* [課題]:
A - セミリタイアについての本文によると、毎月25万円の生活費が必要な場合、年間に必要な資金はいくらになるか答えなさい。
B - セミリタイアについての本文を、最後の文のあとから書き継ぎなさい。

* [本文]:
______
セミリタイアは経済的に大きなメリットがあり、実際に私も可能であればセミリタイアが良いと思っています。

しかし、このケースでは少々危うい点もあるのかな?と個人的には感じています。

ではセミリタイアにはどんなメリットがあり、危うい部分とは具体的にどんな事なのか考えて見ます。

セミリタイアのメリット

セミリタイアの大きなメリットの一つは、もちろん経済的に余裕が持てるという事です。
例えば、毎月25万円の生活費が必要とすると、年間300万円の資金が必要になり、58歳の私の場合、平均余命83歳まで生きると仮定した場合、必要資金は7800万円となります。

ところが、以前の記事にも書きましたが、仮にインフレ率を2%と見込んだ場合、必要な資金は1億円以上に跳ね上がります。

投資の際には頼もしい福利計算ですが、支出に当てはめると恐ろしい結果を出してくれますね

そして、仮に月に5万円程度のアルバイトを70歳まで続けたとすると、総額は5万×12カ月×13年で、合計は780万円になります。
______
* [データセットの項目]:

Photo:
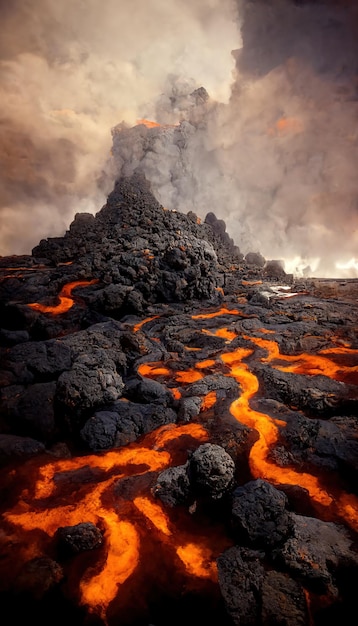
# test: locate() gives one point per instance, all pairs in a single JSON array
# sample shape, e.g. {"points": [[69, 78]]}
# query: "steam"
{"points": [[278, 162], [272, 151], [69, 71]]}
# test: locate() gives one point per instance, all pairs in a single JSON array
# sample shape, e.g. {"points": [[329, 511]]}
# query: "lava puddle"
{"points": [[148, 548]]}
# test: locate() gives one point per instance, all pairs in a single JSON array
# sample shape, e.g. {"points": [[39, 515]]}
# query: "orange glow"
{"points": [[151, 124], [344, 505], [148, 123], [154, 513], [152, 369], [208, 401], [188, 376], [224, 333], [46, 509], [198, 560], [138, 326], [122, 559], [66, 301], [205, 364], [251, 282], [171, 432], [311, 364], [222, 311], [176, 393]]}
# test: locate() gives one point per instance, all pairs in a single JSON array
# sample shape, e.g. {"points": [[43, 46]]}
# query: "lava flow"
{"points": [[342, 505], [66, 301], [42, 509], [114, 490]]}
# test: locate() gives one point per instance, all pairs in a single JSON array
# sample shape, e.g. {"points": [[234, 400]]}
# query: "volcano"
{"points": [[179, 433]]}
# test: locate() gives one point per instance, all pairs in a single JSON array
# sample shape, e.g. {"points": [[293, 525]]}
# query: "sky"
{"points": [[275, 156]]}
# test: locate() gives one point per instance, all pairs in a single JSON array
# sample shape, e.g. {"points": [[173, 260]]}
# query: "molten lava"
{"points": [[66, 301], [66, 492]]}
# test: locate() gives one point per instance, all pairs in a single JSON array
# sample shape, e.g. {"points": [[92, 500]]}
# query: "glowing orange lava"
{"points": [[222, 311], [66, 301], [44, 508]]}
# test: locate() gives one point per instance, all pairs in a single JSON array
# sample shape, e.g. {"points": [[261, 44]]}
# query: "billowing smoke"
{"points": [[272, 150], [69, 72]]}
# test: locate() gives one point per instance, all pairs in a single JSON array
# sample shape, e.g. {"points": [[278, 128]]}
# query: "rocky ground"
{"points": [[178, 428]]}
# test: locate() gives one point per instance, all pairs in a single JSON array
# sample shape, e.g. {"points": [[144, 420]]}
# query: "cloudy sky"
{"points": [[277, 160]]}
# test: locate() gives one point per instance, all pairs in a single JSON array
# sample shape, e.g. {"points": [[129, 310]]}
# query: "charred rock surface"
{"points": [[178, 424]]}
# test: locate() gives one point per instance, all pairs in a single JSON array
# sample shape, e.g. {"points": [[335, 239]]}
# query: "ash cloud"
{"points": [[278, 161], [272, 151], [69, 71]]}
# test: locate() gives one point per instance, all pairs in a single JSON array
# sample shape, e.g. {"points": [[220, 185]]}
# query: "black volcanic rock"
{"points": [[145, 400], [78, 538], [259, 515]]}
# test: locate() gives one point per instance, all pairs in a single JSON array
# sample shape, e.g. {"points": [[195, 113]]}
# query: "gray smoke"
{"points": [[69, 72], [278, 162], [272, 150]]}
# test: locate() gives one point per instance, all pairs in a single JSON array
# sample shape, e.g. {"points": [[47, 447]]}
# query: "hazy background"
{"points": [[276, 153]]}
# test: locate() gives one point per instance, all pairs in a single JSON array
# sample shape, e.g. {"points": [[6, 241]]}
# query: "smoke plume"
{"points": [[272, 150], [69, 72]]}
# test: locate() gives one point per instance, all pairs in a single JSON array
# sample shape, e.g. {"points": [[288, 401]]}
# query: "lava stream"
{"points": [[66, 301]]}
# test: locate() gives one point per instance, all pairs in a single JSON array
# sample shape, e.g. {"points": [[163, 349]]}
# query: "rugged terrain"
{"points": [[178, 428]]}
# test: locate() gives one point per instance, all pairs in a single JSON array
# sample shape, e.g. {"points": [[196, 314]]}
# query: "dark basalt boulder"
______
* [解答]:
A - 年間300万円です。

B -
インフレ率を考慮しなければ、アルバイトで得た収入分だけの余裕しかありませんが、これがインフレ率を加味して計算すると、驚くほどの効果が出ます。

私が平均余命の83歳まで生きると仮定すると、必要な資金に何と1600万円以上の資金的な違いが出ました。

何故収入よりも大きな差になる?

実際に得る収入は合計で780万円なのに、何故1600万円もの資金的な余裕が生まれるのか?
表計算ソフトを使えば、それほど面倒な計算でもないので、皆さんも試算してみて下さい。

一方は、現状の生活費(300万円)が、58歳から83歳までの25年間、毎年2%づつ上昇した場合の合計金額。
もう一つが、同じようにインフレするが、最初の13年間だけ60万円収入があると仮定して、生活費から減額した場合の合計金額。

どうです?何もしないとインフレによって、83歳時点では年間492万円(月額41万円)もの生活費が必要となりますが、最初の13年間に月5万円の収入を得るだけで、83歳時点の生活費は年間415万円(月額35万円)になりませんか?

70歳以降は働いていないのに、働いていた時以上の差が出来るって、本当に福利の効果は良くも悪くも恐ろしいですね。

まあ、これはあくまでも毎年2%程度のインフレがあると仮定した話なので、今後の物価状況によっては、それほど差は出ないかもしれないし、逆の事だってあり得る訳ですが。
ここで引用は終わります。